• Data for the task
........

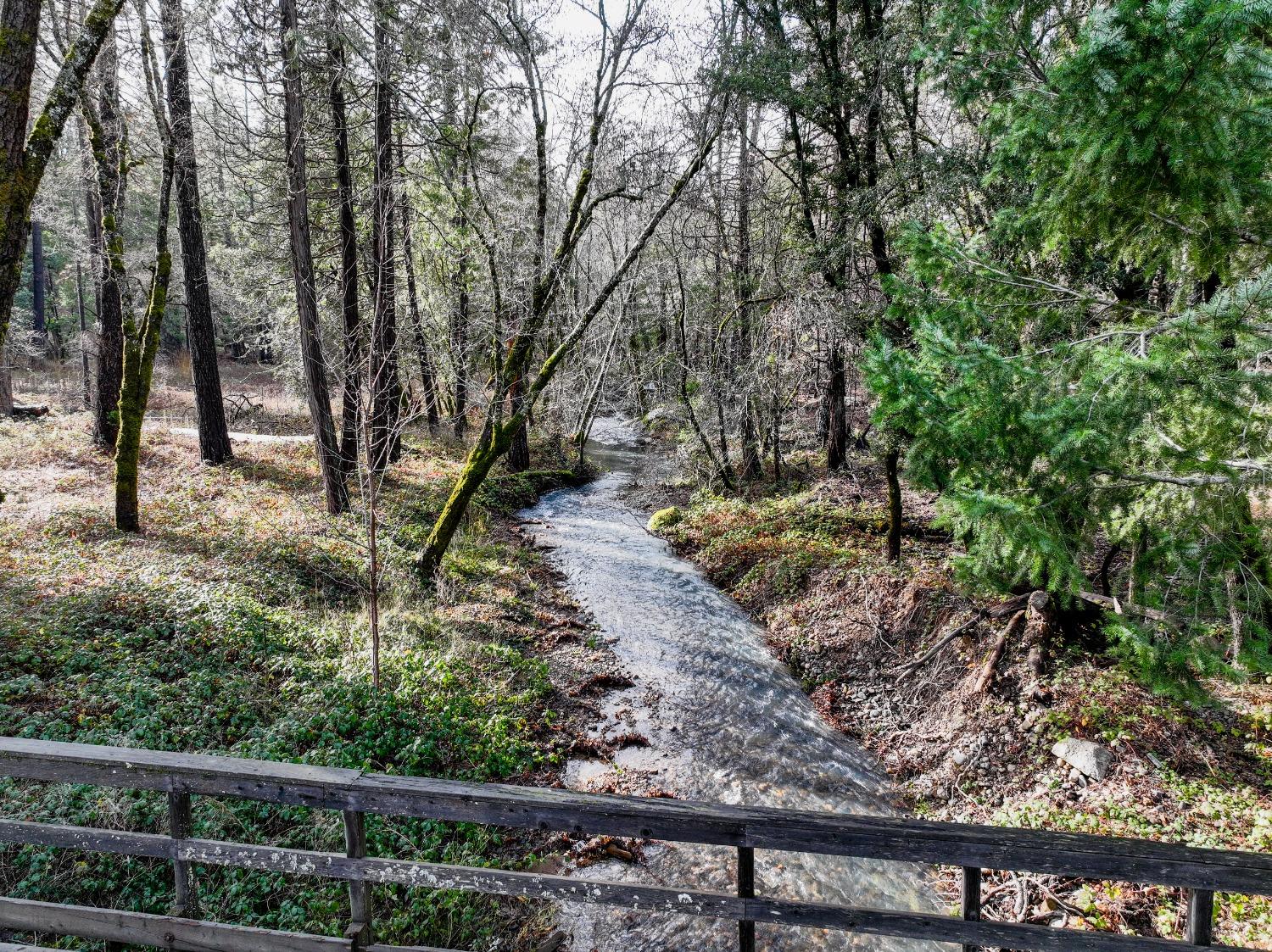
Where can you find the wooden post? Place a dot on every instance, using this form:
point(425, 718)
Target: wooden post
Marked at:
point(971, 900)
point(180, 827)
point(359, 931)
point(1201, 916)
point(745, 890)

........

• Aim of the exercise
The data above should be returned in full, exactly as written, apart from its images.

• Solution to this task
Where can you find the wooden post? Place a dot on every instance, using this form:
point(425, 718)
Target: wooden post
Marked at:
point(971, 900)
point(180, 827)
point(359, 931)
point(1201, 916)
point(745, 890)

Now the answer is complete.